*Brief:* In the copy, include every entry exactly but none of the images.

*Dataset entries:*
#####

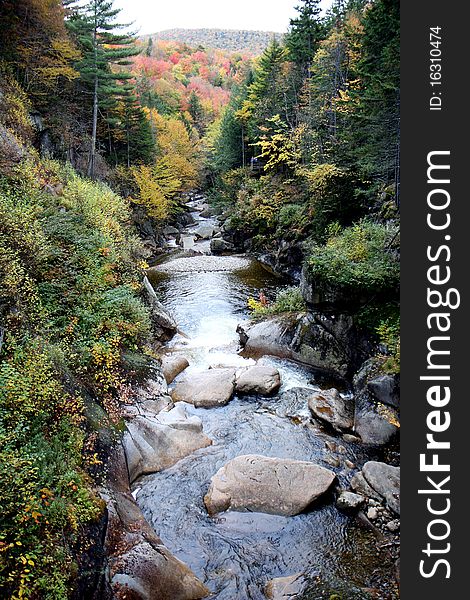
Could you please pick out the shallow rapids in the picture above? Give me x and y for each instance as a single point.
(236, 554)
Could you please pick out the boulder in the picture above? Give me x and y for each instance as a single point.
(293, 403)
(261, 380)
(385, 480)
(164, 324)
(386, 389)
(329, 406)
(185, 219)
(361, 487)
(285, 588)
(376, 419)
(140, 567)
(155, 443)
(271, 485)
(373, 424)
(208, 389)
(348, 501)
(170, 231)
(204, 232)
(272, 336)
(173, 365)
(219, 245)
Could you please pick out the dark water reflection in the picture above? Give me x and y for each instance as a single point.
(235, 554)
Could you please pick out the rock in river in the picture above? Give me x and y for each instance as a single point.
(204, 232)
(385, 480)
(348, 501)
(173, 365)
(271, 485)
(218, 246)
(208, 389)
(285, 588)
(258, 380)
(156, 443)
(331, 407)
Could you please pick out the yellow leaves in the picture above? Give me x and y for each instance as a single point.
(177, 151)
(155, 192)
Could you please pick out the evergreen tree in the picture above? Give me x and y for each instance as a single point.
(305, 33)
(105, 48)
(375, 132)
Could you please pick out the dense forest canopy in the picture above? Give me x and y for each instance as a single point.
(251, 42)
(99, 131)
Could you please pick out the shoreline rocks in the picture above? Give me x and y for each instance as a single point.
(173, 365)
(138, 565)
(330, 407)
(259, 379)
(155, 443)
(270, 485)
(208, 389)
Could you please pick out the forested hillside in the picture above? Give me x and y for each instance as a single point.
(252, 42)
(103, 137)
(305, 158)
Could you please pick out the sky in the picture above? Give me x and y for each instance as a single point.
(151, 16)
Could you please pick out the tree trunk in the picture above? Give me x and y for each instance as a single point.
(91, 162)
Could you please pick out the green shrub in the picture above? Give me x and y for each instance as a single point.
(69, 302)
(333, 197)
(289, 300)
(362, 258)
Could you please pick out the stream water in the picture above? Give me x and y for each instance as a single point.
(237, 553)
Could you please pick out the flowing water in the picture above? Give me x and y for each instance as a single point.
(237, 553)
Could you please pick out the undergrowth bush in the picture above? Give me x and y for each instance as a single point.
(362, 258)
(289, 300)
(69, 308)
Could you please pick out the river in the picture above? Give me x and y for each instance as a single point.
(237, 553)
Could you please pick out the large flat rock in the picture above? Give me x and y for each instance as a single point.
(208, 389)
(153, 444)
(259, 379)
(285, 588)
(173, 365)
(385, 480)
(329, 406)
(271, 485)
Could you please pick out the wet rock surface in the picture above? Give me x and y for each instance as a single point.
(139, 566)
(173, 365)
(329, 406)
(261, 380)
(286, 588)
(208, 389)
(154, 443)
(262, 484)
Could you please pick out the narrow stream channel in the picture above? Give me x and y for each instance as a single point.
(237, 553)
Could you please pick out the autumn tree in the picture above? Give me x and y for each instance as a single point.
(35, 42)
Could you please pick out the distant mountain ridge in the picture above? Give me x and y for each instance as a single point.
(232, 40)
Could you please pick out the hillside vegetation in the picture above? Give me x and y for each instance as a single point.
(298, 148)
(230, 40)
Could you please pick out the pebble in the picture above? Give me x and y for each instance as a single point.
(393, 525)
(203, 264)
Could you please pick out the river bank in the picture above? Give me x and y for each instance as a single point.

#####

*Answer for this exercise:*
Could you please pick out the shallow rapids in the picture above? Give me x and y for each instance as a single point.
(236, 554)
Could you please pick out the boulder in the picture above? Give me x and y for each instance as a single point.
(293, 403)
(261, 380)
(385, 480)
(164, 324)
(386, 389)
(329, 406)
(185, 219)
(361, 487)
(285, 588)
(376, 419)
(140, 567)
(155, 443)
(271, 485)
(373, 424)
(208, 389)
(348, 501)
(170, 231)
(204, 232)
(272, 336)
(173, 365)
(219, 245)
Could you please pick out the dark water reflection in the picture above? Give me x and y for each instance as a single point.
(235, 554)
Could you please pick out the rock in river in the picture above? Give me x and y for each instance as a single point.
(204, 232)
(385, 480)
(348, 501)
(173, 365)
(271, 485)
(218, 246)
(208, 389)
(285, 588)
(258, 380)
(156, 443)
(331, 407)
Could you please pick out the yellow leaves in the picture above? Give me x and y for each instance as a single point.
(177, 151)
(155, 192)
Could you please pick out the evergreen tree in the picture above? Give me x and y for each instance as a single point.
(305, 33)
(105, 48)
(375, 132)
Could you please pick out the dense forest canopy in the picture above? Give me x and y for each instance as a single point.
(251, 42)
(99, 131)
Could you please pick out the shoreline rocks in the picture above? Give me x and y for each instance as a single point.
(173, 365)
(138, 565)
(330, 407)
(259, 379)
(155, 443)
(270, 485)
(208, 389)
Could you please pick out the forested hillside in the picture above? Give me x and y for each instance as a single point.
(252, 42)
(103, 137)
(305, 158)
Could you please pick out the sky in the picture above? Give me x and y for each instance as a single point.
(151, 16)
Could you please pick out the tree trunk in the picture above? Give me x and y for each instance as a single point.
(91, 162)
Could you please pick out the green shrub in the picture above? Give me x and y for each instance as a single point.
(69, 302)
(333, 197)
(289, 300)
(362, 258)
Could you please pick out the stream water in the picture above? Give me x and y for each instance as a single point.
(237, 553)
Could you please pick out the flowing water in the picture above? Give me x and y for each instance as a single point.
(237, 553)
Could you please pick out the undergrowth bush in the picture above? Give me x and y for each instance as a single point.
(362, 258)
(289, 300)
(69, 308)
Could you please pick out the river in the picture above? Give me x and y for each instance as a single point.
(237, 553)
Could you please pick out the large flat rock in the picture above? Give me x and y for each instance as a single point.
(208, 389)
(153, 444)
(259, 379)
(285, 588)
(173, 365)
(385, 480)
(329, 406)
(271, 485)
Could you please pick out the wet rock surface in the picture above? Give me x and y for each instance as a single point.
(139, 566)
(173, 365)
(329, 406)
(261, 380)
(286, 588)
(208, 389)
(154, 443)
(262, 484)
Could you please pick out the narrow stream channel in the picture above? Give me x and y for each instance as a single point.
(237, 553)
Could you please pick out the autumn tree in the picture above? Give me x and y for each instance as a single point.
(35, 42)
Could you please pick out the distant mountain ridge in the picture above? Give me x and y for each instance as a single point.
(232, 40)
Could you please pick out the hillside vegetation in the picture above? Give me x and y for each instance as a single point.
(298, 148)
(230, 40)
Could you please pick out the pebble in the picture above? Give me x and y for each instance as a single point.
(393, 525)
(203, 264)
Could you please pick out the river bank in the picture above? Give me x and y for each instance as a single point.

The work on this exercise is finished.